Return verbatim the lines of the records below, beginning at the line that contains "the black plastic" and ending after the line that contains "213 200 712 375", with both of those lines included.
── Data shown
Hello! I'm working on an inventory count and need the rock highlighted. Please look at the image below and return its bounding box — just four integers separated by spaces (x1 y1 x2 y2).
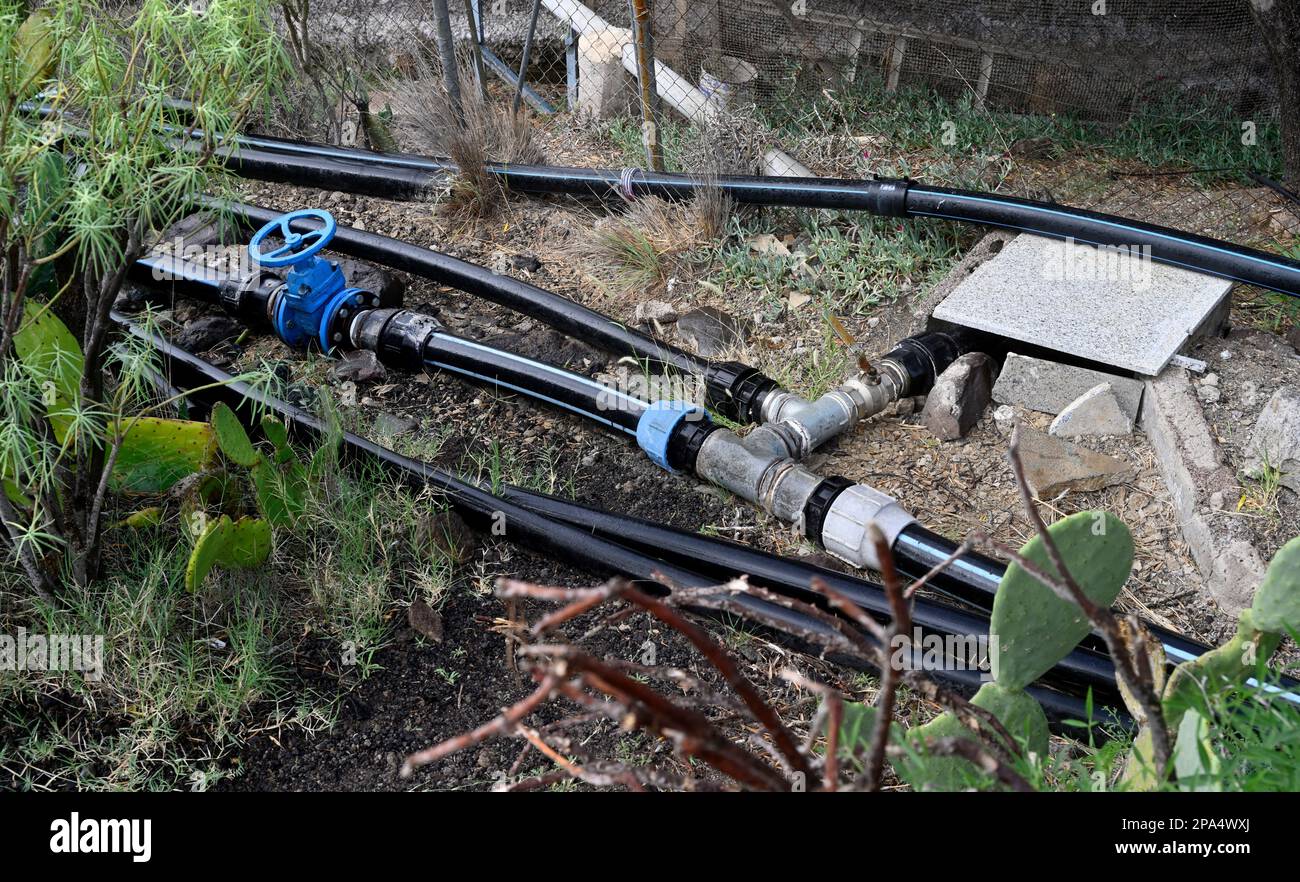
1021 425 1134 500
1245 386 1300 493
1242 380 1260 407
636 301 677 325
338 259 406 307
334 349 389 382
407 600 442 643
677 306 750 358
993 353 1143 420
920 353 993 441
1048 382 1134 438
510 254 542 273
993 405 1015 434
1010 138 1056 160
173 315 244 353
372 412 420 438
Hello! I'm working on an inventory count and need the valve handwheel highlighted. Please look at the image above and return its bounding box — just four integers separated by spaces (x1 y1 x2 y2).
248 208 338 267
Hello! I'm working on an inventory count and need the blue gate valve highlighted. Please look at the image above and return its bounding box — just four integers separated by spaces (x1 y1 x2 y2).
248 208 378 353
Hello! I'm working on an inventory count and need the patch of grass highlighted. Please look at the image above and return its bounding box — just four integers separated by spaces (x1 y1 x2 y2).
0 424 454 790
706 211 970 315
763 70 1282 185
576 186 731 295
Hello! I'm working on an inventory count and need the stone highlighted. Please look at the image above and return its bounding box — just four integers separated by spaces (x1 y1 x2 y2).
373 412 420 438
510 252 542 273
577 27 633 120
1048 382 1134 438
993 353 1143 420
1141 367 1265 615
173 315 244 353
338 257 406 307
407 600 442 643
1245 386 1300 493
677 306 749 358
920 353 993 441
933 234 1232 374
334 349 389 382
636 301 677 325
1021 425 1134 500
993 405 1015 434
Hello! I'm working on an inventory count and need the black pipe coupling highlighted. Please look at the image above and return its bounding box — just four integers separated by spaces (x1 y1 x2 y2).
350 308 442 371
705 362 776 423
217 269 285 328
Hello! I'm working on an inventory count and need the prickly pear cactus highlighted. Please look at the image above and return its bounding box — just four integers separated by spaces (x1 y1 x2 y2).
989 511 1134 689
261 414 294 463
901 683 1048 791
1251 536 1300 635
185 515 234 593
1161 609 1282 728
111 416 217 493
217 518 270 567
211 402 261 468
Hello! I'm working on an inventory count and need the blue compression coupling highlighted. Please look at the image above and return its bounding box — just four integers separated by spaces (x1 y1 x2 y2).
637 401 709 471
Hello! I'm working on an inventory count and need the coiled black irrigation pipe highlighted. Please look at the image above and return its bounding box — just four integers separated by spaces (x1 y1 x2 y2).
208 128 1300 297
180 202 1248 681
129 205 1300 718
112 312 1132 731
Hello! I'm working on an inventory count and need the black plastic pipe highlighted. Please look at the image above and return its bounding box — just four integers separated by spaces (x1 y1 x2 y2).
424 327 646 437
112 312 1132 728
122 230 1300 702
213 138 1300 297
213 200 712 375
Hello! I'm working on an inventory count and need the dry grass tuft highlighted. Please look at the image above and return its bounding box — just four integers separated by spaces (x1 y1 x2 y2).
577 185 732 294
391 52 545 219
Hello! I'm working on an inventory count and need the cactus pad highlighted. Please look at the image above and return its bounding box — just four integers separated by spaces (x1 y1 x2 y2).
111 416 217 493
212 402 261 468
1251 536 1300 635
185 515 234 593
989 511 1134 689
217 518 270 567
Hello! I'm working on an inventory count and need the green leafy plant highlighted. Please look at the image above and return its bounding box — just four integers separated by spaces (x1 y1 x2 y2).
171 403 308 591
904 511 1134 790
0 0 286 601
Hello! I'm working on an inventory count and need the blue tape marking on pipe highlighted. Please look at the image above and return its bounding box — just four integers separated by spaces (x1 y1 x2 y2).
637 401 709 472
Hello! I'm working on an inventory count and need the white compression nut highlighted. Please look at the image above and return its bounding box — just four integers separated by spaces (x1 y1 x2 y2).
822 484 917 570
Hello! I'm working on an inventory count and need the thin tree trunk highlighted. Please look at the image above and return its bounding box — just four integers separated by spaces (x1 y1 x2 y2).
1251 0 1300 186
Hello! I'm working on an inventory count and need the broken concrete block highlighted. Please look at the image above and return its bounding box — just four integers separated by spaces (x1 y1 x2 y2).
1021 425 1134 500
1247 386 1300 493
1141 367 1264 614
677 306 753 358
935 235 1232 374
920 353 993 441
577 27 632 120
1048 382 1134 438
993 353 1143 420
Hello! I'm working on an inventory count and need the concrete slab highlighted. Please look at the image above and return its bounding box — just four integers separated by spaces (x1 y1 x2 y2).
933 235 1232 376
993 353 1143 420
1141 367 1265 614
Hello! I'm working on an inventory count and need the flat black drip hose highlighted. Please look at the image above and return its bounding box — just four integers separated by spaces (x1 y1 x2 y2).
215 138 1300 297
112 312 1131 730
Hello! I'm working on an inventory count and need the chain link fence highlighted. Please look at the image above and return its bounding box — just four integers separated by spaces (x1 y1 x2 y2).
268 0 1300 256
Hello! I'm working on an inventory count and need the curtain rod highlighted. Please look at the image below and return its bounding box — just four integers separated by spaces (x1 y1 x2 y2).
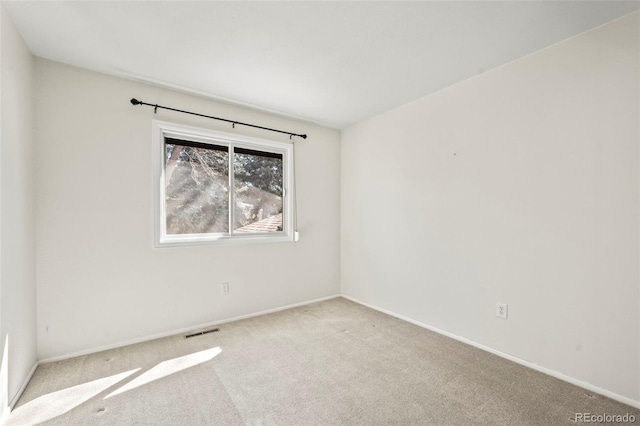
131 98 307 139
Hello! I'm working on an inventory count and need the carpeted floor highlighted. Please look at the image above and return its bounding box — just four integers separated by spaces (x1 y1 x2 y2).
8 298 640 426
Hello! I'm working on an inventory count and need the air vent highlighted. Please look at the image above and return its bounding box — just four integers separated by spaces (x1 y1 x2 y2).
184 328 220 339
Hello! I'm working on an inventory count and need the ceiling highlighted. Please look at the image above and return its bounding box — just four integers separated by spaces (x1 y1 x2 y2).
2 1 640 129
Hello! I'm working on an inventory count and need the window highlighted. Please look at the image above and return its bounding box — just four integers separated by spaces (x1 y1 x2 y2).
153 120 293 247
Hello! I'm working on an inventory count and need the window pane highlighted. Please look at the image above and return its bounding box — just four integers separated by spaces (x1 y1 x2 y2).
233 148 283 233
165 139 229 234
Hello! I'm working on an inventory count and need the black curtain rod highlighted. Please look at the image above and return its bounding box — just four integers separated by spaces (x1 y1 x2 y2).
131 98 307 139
────
── Data shown
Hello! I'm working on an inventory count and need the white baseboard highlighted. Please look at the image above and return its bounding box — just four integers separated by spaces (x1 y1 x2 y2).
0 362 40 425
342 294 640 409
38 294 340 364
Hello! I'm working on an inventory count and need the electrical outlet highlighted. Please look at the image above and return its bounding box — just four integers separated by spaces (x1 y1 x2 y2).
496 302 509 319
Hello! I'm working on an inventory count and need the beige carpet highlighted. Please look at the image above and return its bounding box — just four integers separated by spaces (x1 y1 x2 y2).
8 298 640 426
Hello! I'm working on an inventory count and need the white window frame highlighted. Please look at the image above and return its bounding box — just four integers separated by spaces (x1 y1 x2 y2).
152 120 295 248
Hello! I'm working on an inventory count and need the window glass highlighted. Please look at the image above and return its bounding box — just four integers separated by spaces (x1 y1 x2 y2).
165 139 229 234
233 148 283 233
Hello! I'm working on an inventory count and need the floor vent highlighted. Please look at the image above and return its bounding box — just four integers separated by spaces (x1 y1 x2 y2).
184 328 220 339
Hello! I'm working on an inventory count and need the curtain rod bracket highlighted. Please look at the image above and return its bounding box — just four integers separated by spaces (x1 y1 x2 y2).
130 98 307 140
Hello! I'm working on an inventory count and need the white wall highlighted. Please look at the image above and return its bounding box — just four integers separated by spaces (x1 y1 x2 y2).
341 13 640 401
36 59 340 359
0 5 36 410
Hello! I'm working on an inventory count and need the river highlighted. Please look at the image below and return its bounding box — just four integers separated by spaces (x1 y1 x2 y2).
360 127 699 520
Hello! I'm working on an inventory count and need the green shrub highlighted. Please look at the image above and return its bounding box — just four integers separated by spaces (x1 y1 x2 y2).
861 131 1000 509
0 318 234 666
────
── Data shown
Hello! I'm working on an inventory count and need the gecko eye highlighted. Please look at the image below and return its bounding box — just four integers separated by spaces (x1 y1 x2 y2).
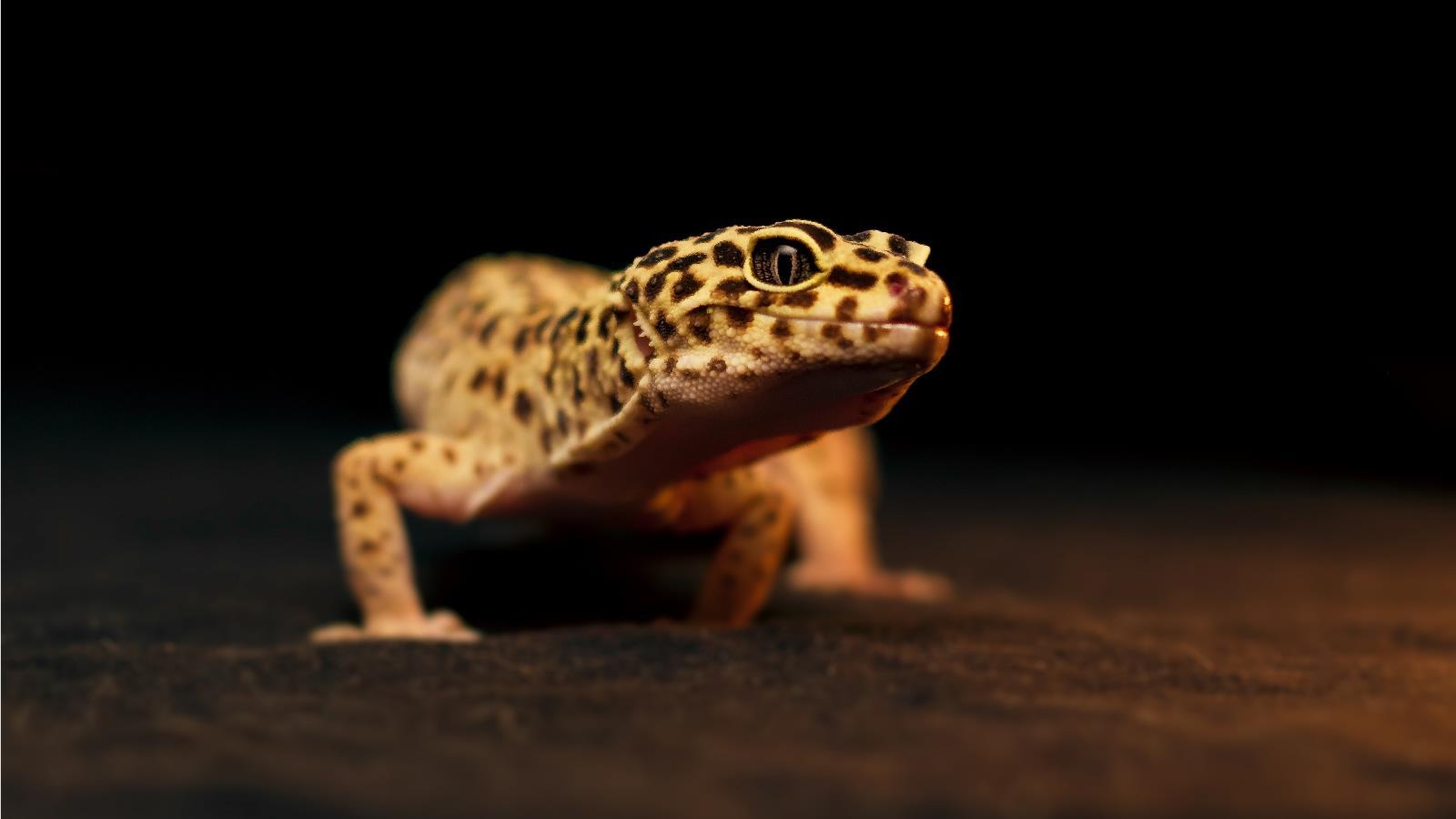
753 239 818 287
────
*Final answer*
Hello! I'm working on an inventory count and need the black plastic pipe highlighted. Please look at the image above and return its bounding box — just four integers separated by spaces (x1 y1 x2 y2).
424 327 646 437
112 312 1132 728
122 230 1300 702
213 138 1300 297
213 200 712 375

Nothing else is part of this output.